▶ _Task objective_
Reproduce the entire listing below verbatim, omitting the picture.

## START The data

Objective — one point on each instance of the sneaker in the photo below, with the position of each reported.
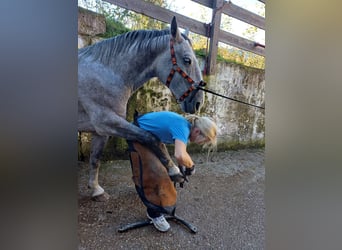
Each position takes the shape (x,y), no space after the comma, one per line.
(160,223)
(176,175)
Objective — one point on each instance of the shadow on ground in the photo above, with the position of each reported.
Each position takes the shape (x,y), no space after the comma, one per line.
(224,200)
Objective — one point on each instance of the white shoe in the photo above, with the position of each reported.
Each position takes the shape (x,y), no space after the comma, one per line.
(160,223)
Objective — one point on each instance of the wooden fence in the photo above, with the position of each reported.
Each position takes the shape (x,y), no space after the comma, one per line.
(210,30)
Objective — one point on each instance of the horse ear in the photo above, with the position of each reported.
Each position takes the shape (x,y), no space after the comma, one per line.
(186,32)
(174,30)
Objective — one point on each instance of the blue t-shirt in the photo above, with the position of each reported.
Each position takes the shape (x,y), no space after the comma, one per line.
(166,125)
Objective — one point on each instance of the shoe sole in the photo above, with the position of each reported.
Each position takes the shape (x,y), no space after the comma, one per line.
(160,230)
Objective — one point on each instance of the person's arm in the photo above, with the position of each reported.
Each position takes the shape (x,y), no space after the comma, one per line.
(182,156)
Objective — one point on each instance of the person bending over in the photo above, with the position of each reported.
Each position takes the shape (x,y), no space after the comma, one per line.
(172,128)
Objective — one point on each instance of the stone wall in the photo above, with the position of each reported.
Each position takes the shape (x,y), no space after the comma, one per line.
(239,125)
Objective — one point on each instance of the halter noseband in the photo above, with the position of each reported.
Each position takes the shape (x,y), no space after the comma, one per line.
(175,68)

## END The data

▶ _Output for this task_
Objective — one point on each instance of the sneaker in the photo below, with the position of each reported.
Each position takes the shape (x,y), no space after the comma, one per line.
(160,223)
(176,175)
Objective — one point on each instance of the shadow on ground in the photo above, with the position of each reported.
Each position takes the shape (x,y), no space after the comma, one per line.
(224,200)
Objective — one point on each instance of the white shoe in the photo above, with the position of each reported.
Each position takes the shape (x,y), no space after the comma, one per line.
(160,223)
Objective — one point on each instance of the wooden fence in the photo above, with the position of each reported.
Each position takes the shape (x,y), no space after the comma, one per line.
(210,30)
Objective — one point on each instance of the horse ear in the photo above, with the position of each reported.
Each position takes the shape (x,y), no space after the comma, one per line.
(186,32)
(174,30)
Objective — one point on each instance of the blue t-shirt in the photo above, with the position of each reported.
Each position takes the shape (x,y), no space after the comma, one per line.
(166,125)
Objective — one point on each instance of the shoe sole in the photo above, with the position of each reported.
Each position takes the shape (x,y), no space after the comma, one per line.
(160,230)
Objective — one point on each instance of the person's arm in the photo above, with the position of each reported.
Each position takes the shape (x,y), no space after the comma, one per line.
(182,156)
Objective — one point on each instance of the person bending over in the photo above, with the position of each reported.
Each position takes the shape (x,y), no space after the comma, one per line.
(172,128)
Objective — one point on each instance of the stone wall in the photo above, with the position of each reported.
Each position takes the shape (x,y), no space after the comma, one per line.
(239,125)
Objective — one point on each instance of the halter noseband in the photo above, with the position of each reported.
Each position takes the shape (x,y), no space after the comma, one per line.
(175,68)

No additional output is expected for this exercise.